◆ TASK BRIEF:
Below are some records. Return exactly the lines from the one containing "Task: where can the man in white outfit" through the one containing "Target: man in green shirt", both included, and only those.

▬▬▬

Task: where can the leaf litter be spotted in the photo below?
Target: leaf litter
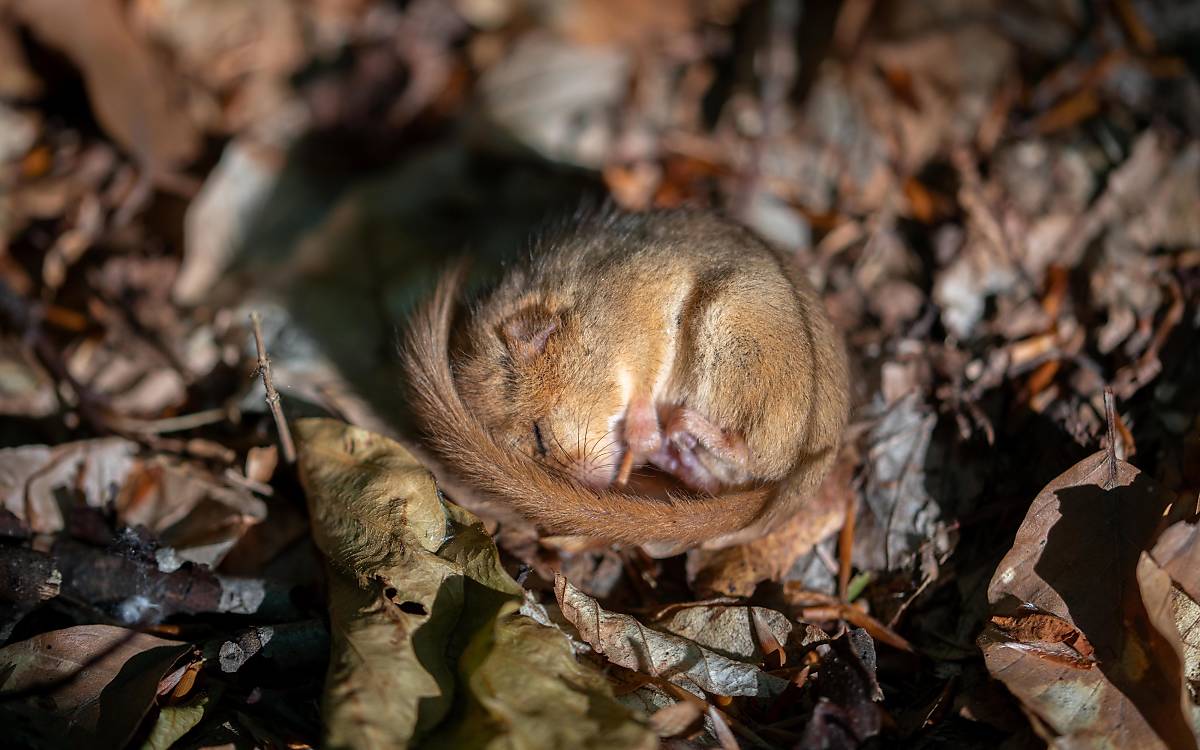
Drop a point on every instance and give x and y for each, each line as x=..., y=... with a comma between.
x=996, y=201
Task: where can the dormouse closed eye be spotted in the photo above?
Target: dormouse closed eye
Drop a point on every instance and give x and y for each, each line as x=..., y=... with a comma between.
x=541, y=443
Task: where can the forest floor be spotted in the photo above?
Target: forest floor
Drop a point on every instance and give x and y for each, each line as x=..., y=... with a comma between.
x=999, y=202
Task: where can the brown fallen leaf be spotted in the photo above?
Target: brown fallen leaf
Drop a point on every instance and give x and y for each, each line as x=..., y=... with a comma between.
x=430, y=643
x=1032, y=627
x=135, y=96
x=199, y=515
x=88, y=687
x=1177, y=552
x=1077, y=558
x=627, y=642
x=742, y=633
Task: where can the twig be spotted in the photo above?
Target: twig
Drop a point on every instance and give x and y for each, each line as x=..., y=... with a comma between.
x=273, y=396
x=1110, y=418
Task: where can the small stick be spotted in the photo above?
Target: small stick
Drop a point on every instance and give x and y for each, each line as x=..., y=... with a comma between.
x=846, y=546
x=627, y=467
x=1110, y=418
x=273, y=396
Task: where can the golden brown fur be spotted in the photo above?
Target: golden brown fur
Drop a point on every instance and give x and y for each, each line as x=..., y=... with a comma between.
x=636, y=333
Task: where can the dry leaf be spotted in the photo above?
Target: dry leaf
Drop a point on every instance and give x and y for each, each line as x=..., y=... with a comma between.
x=1077, y=558
x=629, y=643
x=89, y=685
x=135, y=96
x=729, y=630
x=427, y=645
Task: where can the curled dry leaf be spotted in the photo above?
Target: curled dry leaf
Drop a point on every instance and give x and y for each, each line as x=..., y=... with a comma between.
x=427, y=643
x=136, y=97
x=737, y=631
x=1079, y=558
x=88, y=687
x=627, y=642
x=189, y=509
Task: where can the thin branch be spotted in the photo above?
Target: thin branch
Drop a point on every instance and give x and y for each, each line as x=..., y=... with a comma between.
x=273, y=396
x=1111, y=419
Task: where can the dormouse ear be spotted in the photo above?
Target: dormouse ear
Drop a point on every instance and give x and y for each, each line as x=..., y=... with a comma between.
x=526, y=331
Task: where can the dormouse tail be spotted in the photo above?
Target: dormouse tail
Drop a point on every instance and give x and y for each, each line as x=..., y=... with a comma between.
x=556, y=502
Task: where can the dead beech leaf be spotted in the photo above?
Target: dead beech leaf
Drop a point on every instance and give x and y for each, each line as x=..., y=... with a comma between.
x=1170, y=580
x=1177, y=551
x=36, y=479
x=1077, y=557
x=737, y=571
x=527, y=679
x=195, y=513
x=426, y=641
x=629, y=643
x=135, y=96
x=677, y=718
x=89, y=685
x=1031, y=627
x=729, y=630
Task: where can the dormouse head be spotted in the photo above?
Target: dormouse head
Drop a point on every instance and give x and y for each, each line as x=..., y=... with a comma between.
x=531, y=375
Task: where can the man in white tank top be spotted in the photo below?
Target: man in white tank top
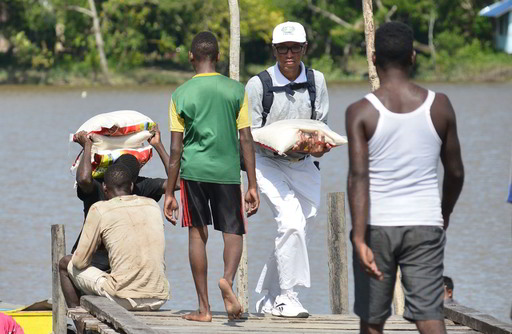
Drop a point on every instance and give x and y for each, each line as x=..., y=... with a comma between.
x=396, y=137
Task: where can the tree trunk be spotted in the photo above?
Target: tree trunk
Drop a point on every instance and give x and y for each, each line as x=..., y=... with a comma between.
x=369, y=33
x=99, y=41
x=242, y=280
x=431, y=45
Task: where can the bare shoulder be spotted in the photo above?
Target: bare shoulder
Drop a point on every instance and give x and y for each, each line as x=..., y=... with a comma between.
x=359, y=110
x=442, y=105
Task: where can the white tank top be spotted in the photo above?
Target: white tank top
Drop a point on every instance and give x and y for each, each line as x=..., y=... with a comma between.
x=403, y=159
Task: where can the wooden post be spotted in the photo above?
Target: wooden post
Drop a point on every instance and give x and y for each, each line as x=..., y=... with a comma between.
x=337, y=254
x=369, y=34
x=58, y=302
x=242, y=280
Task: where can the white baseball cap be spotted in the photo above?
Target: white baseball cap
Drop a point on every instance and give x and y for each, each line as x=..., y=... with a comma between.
x=289, y=32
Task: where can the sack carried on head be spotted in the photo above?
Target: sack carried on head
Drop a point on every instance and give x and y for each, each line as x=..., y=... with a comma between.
x=113, y=134
x=281, y=136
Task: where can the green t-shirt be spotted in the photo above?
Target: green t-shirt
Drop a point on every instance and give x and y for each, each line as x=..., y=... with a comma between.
x=210, y=109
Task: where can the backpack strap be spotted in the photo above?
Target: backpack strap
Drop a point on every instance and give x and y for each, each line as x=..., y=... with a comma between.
x=311, y=90
x=268, y=95
x=269, y=89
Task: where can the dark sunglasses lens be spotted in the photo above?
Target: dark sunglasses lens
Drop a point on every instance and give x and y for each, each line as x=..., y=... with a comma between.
x=284, y=49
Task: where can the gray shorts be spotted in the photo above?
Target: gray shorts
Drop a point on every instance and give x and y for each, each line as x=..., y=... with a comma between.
x=419, y=251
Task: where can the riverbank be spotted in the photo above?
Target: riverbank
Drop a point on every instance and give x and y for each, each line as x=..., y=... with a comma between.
x=495, y=68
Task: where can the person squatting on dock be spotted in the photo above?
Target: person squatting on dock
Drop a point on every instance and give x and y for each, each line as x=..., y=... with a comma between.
x=291, y=183
x=396, y=136
x=90, y=190
x=126, y=224
x=206, y=115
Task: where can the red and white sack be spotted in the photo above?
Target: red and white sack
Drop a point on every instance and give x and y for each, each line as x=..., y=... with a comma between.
x=282, y=135
x=113, y=134
x=117, y=123
x=101, y=160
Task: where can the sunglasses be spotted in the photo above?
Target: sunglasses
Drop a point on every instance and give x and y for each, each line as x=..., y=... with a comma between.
x=282, y=49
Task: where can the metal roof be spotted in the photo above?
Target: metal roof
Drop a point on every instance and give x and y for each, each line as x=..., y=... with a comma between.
x=497, y=9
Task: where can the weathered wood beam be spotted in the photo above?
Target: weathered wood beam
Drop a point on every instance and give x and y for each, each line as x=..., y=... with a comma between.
x=108, y=311
x=58, y=301
x=337, y=254
x=476, y=320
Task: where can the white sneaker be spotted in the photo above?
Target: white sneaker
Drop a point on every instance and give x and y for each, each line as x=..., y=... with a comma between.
x=289, y=306
x=265, y=304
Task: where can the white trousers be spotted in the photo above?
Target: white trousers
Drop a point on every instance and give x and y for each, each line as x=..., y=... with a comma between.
x=292, y=190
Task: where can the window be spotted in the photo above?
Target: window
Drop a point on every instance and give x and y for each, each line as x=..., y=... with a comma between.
x=503, y=24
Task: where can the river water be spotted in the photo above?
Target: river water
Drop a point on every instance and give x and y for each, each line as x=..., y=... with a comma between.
x=37, y=191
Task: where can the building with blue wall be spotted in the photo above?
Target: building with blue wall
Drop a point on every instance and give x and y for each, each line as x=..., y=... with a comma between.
x=501, y=12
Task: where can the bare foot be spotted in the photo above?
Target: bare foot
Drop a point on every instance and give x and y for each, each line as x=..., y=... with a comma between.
x=233, y=307
x=198, y=316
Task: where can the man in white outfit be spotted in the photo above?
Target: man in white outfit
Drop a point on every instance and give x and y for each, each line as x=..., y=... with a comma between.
x=291, y=183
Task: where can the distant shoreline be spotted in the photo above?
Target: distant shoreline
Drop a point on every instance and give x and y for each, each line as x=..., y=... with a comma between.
x=164, y=77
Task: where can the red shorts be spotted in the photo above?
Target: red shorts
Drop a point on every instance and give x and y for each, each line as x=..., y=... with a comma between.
x=202, y=201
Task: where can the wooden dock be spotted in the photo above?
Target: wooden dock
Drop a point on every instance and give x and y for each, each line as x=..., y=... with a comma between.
x=102, y=316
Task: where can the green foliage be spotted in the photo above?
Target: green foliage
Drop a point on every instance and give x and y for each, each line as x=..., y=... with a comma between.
x=57, y=35
x=326, y=65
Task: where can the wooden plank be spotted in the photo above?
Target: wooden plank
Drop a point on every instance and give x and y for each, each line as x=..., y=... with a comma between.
x=108, y=311
x=58, y=301
x=337, y=254
x=476, y=320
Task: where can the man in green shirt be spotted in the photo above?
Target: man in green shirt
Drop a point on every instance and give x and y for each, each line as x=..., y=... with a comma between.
x=206, y=115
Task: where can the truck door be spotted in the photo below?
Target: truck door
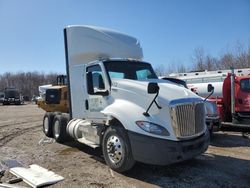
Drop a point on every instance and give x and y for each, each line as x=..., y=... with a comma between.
x=96, y=100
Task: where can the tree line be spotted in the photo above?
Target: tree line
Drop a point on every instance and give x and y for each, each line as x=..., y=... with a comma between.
x=237, y=58
x=26, y=82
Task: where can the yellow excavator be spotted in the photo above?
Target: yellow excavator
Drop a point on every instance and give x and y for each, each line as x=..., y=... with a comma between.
x=56, y=97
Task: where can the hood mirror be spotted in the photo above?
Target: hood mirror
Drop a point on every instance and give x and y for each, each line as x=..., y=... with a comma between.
x=153, y=88
x=210, y=88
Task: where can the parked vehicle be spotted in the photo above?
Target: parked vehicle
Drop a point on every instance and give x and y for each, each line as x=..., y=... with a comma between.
x=12, y=96
x=233, y=104
x=117, y=102
x=212, y=115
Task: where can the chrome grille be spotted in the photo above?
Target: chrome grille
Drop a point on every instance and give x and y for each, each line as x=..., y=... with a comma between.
x=188, y=119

▬▬▬

◆ TASK RESPONSE:
Task: where can the man in white outfit be spotted in the photo above?
Target: man in white outfit
Drop a point on every instance and give x and y for each, each line as x=..., y=... with a comma between.
x=291, y=183
Task: where can the distant shoreline be spotted in the photo above?
Target: distant shoreline
Drop a point on every instance and give x and y for each, each line as x=..., y=... with a comma between.
x=164, y=77
Task: where can the red shorts be spotted in the photo above?
Target: red shorts
Drop a point on every instance and give x and y for each, each line as x=..., y=... with a comma between.
x=202, y=201
Task: where can the wooden dock be spotted in the photo above?
Target: wooden dock
Drop a point on every instance and give x and y for each, each line as x=..., y=... with a comma between.
x=102, y=316
Task: where can the green foliage be spotted in the photo above?
Target: green foliage
Drop a point on every instance and give x and y for each, each line as x=..., y=... with a comma between.
x=57, y=35
x=326, y=65
Task: where can the wooden plank be spotted in the photo above?
Target: wooden plank
Drop a point on every instance and give x and y for each, each line as x=..., y=... with a comma between.
x=108, y=311
x=58, y=301
x=337, y=254
x=476, y=320
Task: where can the man in green shirt be spotted in the photo above?
Target: man in green shirt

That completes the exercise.